DOCUMENT EXTRACT:
☆ ☆ ☆ ☆ ☆

G.R. No. 203240, March 18, 2015 - NORTHERN ISLANDS, CO., INC., Petitioner, v. SPOUSES DENNIS AND CHERYLIN* GARCIA, DOING BUSINESS UNDER THE NAME AND STYLE “ECOLAMP MULTI RESOURCES,”, Respondents.

PHILIPPINE SUPREME COURT DECISIONS

FIRST DIVISION

G.R. No. 203240, March 18, 2015

NORTHERN ISLANDS, CO., INC., Petitioner, v. SPOUSES DENNIS AND CHERYLIN* GARCIA, DOING BUSINESS UNDER THE NAME AND STYLE “ECOLAMP MULTI RESOURCES,”, Respondents.

D E C I S I O N

PERLAS-BERNABE, J.:

Assailed in this petition for review on certiorari1 are the Decision2 dated January 19, 2012 and the Resolution3 dated August 24, 2012 of the Court of Appeals (CA) in CA-G.R. SP No. 97448, ordering the Regional Trial Court of Quezon City, Branch 215 (RTC) to appoint a commissioner to determine the value of the attached properties of respondents Spouses Dennis and Cherylin Garcia (respondents), and to discharge any excessive attachment found thereby.

☆ ☆ ☆ ☆ ☆

PROVIDED MATERIAL:
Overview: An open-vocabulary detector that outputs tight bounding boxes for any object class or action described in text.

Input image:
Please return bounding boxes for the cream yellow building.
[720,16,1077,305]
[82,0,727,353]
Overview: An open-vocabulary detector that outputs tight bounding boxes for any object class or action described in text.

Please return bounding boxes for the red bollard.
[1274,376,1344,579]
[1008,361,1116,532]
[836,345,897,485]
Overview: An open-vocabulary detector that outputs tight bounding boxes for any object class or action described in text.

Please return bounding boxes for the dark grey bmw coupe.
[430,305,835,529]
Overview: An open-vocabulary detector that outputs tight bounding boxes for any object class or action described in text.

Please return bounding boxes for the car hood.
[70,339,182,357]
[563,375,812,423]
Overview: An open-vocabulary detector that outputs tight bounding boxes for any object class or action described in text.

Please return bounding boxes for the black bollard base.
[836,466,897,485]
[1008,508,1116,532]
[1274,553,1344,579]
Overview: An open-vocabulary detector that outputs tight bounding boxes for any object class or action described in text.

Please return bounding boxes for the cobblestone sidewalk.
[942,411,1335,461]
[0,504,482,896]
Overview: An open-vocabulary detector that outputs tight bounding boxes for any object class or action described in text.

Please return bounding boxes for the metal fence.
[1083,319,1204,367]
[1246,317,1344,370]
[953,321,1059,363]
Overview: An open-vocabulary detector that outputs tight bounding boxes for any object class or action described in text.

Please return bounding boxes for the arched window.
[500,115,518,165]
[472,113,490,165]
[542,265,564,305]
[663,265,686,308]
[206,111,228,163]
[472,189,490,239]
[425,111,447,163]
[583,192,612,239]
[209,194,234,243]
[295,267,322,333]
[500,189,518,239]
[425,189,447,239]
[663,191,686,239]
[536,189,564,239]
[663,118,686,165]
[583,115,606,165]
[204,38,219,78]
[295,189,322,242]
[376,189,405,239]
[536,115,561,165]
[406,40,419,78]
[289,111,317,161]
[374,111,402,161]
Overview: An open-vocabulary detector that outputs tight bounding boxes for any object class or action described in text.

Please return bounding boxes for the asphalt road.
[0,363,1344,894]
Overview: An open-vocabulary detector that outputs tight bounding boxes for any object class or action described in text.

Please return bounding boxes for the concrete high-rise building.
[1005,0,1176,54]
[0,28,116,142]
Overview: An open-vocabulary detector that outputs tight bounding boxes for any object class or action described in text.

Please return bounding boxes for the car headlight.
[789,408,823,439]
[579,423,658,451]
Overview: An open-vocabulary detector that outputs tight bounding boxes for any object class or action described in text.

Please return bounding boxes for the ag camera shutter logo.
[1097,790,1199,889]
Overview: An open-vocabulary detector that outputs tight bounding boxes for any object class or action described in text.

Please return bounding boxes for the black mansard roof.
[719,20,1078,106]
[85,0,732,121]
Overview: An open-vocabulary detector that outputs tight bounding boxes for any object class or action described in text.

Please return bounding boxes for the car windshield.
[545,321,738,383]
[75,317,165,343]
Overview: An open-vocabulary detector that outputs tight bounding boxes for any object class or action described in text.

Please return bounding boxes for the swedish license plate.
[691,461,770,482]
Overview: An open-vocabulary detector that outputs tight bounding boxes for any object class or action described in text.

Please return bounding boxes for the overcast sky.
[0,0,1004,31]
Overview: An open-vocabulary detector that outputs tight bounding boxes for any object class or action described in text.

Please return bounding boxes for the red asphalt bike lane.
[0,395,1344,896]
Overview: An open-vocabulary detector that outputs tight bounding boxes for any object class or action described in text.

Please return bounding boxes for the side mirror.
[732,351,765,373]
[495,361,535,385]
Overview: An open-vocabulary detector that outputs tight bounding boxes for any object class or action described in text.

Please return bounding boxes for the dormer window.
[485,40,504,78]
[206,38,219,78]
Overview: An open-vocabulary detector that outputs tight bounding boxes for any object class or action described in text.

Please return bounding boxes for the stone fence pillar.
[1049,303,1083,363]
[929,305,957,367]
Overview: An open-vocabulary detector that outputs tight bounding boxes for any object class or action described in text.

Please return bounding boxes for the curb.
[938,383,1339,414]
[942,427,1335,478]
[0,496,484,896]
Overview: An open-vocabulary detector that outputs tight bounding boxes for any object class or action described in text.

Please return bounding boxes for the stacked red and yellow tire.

☆ ☆ ☆ ☆ ☆

PROBLEMS TO SOLVE:
• a. Translate this sentence from the court decision excerpt into Spanish: "Assailed in this petition for review on certiorari1 are the Decision2 dated January 19, 2012 and the Resolution3 dated August 24, 2012 of the Court of Appeals (CA) in CA-G.R. SP No. 97448, ordering the Regional Trial Court of Quezon City, Branch 215 (RTC) to appoint a commissioner to determine the value of the attached properties of respondents Spouses Dennis and Cherylin Garcia (respondents), and to discharge any excessive attachment found thereby."
• b. Rewrite the court decision excerpt starting with "FIRST DIVISION" and going on through "attachment found thereby.", putting "Appellate Court" in place of "Court of Appeals".
• c. In the court decision excerpt, on what date was the Resolution of the Court of Appeals issued?
The rows come from a separate source.

SOLUTION LIST:
• a. Se impugnan en esta petición de revisión por certiorari1 la Decisión2 de fecha 19 de enero de 2012 y la Resolución3 de fecha 24 de agosto de 2012 del Tribunal de Apelaciones (CA) en el CA-G.R. SP No. 97448, que ordenan al Tribunal Regional de Primera Instancia de Quezon City, Sala 215 (RTC), nombrar a un comisionado para determinar el valor de los bienes embargados de los demandados, los cónyuges Dennis y Cherylin Garcia (demandados), y levantar cualquier embargo excesivo que así se determine.

• b.
FIRST DIVISION

G.R. No. 203240, March 18, 2015

NORTHERN ISLANDS, CO., INC., Petitioner, v. SPOUSES DENNIS AND CHERYLIN* GARCIA, DOING BUSINESS UNDER THE NAME AND STYLE “ECOLAMP MULTI RESOURCES,”, Respondents.

D E C I S I O N

PERLAS-BERNABE, J.:

Assailed in this petition for review on certiorari1 are the Decision2 dated January 19, 2012 and the Resolution3 dated August 24, 2012 of the Appellate Court (CA) in CA-G.R. SP No. 97448, ordering the Regional Trial Court of Quezon City, Branch 215 (RTC) to appoint a commissioner to determine the value of the attached properties of respondents Spouses Dennis and Cherylin Garcia (respondents), and to discharge any excessive attachment found thereby.

• c. August 24, 2012